# O/T Other Hobbies??????



## mtyoder (Jan 3, 2004)

We all love our little cars, but what other hobbies do you enjoy. Being a woodworker and a guitar player(sort of). I dabble in giutar making or luthierism to the guitar world. Here's a couple I made lately. 3 string and a uke.


----------



## roadrner (Jul 21, 1999)

Why just three strings?  rr


----------



## car guy (Nov 22, 2003)

roadrner said:


> Why just three strings?  rr



Yea, why not 5 or 7? :freak:


----------



## mtyoder (Jan 3, 2004)

I use it for low end shred. It's tuned to B. Sounds very evil :devil:. I already have 5 six string guitars 3 that I made. Wanted to do something different.


----------



## Montoya1 (May 14, 2004)

I'm into archery and PC building.


----------



## ParkRNDL (Mar 20, 2002)

Built 1/25 scale models for years. Haven't really done it since I got into slots 5 years ago after discovering some old Atlas track and Tjets at a yard sale.

I have a 1:1 '65 Impala in the garage, but the money's not there to do anything to it right now...

lately I've been on an old banana-seat Stingray-type bike kick, to the point that I built one out of junker parts just to ride around the block with the kids. I went so far as to buy a mid 60's Sears/Huffy Spyder frame off Fleabay for my next project, but that project seems to have already stalled with all the other stuff I have to do (work, masters' degree, 4 kids, slot cars...)

--rick


----------



## zanza (Sep 23, 2005)

Collecting some old french mystery book (kinda pulp)

Also 8bit videogames: ye know, like Atari, Commodore and Odyssey Pong and stuff like that...But almost ceased as I own a lot and it takes too much space

I used to have a 1:1 Mustang '68 for 14 years, which gave me lot of "occupations" and some other old cars too, but currently, I drive a convertible Peugeot 306, which is more conservative and recent too, so it doesn't give me anymore "occupation"  

And I take some more time to watch my daughter growing, which is an other kind of hobby, but a time consuming one :hat:


----------



## Manning (Mar 2, 2004)

In no particular order......

HO slots :freak: 
electric RC airplanes
electric RC cars (on and off road racing)
target shooting (air and firearm)
mountain biking

and like zanza, watching my 16 month old twin daughters grow.....


----------



## 2.8powerranger (Dec 13, 2004)

hunting,wheeling my 4x4 ranger,muzzle loaders and archery,active in several church ministries
matt


----------



## mtyoder (Jan 3, 2004)

ParkRNDL said:
 

> Built 1/25 scale models for years. Haven't really done it since I got into slots 5 years ago after discovering some old Atlas track and Tjets at a yard sale.
> 
> I have a 1:1 '65 Impala in the garage, but the money's not there to do anything to it right now...
> 
> ...


Check these out!


----------



## sethndaddy (Dec 4, 2004)

HO trains
playstation2
gamecube
killing zombies is sweet, everyone I ever showed Resident evil 4 to, sat there with their jaws hanging open.
but now the newest hobby will be the new house and all the "fun" projects here to keep me busy for a long time. the 2 story garage w/electricity in the corner of the 3/4 acre lot is screaming to be made into a hobby house.
- - - - - - -
* DIRECTIVE 1
From the hobbies thread, return the part that opens with the words containing "Check these out!" and closes with "a hobby house.".
* DIRECTIVE 2
Answer these questions from the hobbies thread:
(a) What note is mtyoder's three-string guitar tuned to?
(b) What car did zanza own for 14 years?
(c) How old are Manning's twin daughters?

* SUPPLIED MATERIAL
- - - - - - -
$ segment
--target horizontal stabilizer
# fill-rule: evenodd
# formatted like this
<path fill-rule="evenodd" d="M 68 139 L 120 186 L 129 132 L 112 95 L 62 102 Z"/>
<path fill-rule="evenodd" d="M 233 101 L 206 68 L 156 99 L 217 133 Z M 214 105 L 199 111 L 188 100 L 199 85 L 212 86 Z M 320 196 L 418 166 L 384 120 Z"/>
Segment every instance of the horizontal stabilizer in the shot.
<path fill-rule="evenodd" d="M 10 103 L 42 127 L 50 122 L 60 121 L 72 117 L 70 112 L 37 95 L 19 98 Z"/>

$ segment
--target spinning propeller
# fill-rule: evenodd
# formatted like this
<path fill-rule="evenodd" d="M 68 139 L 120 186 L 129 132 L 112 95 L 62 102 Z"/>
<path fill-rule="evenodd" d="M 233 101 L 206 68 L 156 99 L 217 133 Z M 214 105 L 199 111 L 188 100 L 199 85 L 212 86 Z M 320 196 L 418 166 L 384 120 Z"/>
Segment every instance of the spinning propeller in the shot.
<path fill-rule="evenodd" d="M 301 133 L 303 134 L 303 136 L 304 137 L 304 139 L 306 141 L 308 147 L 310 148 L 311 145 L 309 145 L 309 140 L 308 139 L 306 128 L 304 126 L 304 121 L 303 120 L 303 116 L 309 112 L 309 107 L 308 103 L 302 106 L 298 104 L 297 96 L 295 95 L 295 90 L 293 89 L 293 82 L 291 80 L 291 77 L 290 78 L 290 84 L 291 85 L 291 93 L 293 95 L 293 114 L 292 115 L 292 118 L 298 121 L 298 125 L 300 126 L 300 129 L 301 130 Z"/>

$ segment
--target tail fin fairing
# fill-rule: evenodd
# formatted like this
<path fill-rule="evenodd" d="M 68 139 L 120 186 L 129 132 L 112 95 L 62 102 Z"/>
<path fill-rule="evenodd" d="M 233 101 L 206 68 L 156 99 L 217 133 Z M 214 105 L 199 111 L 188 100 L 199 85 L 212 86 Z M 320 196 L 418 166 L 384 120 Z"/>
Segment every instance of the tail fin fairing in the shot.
- - - - - - -
* TASK RESULT 1
Check these out!


----------



## sethndaddy (Dec 4, 2004)

HO trains
playstation2
gamecube
killing zombies is sweet, everyone I ever showed Resident evil 4 to, sat there with their jaws hanging open.
but now the newest hobby will be the new house and all the "fun" projects here to keep me busy for a long time. the 2 story garage w/electricity in the corner of the 3/4 acre lot is screaming to be made into a hobby house.

* TASK RESULT 2
(a) B
(b) A 1:1 '68 Mustang
(c) 16 months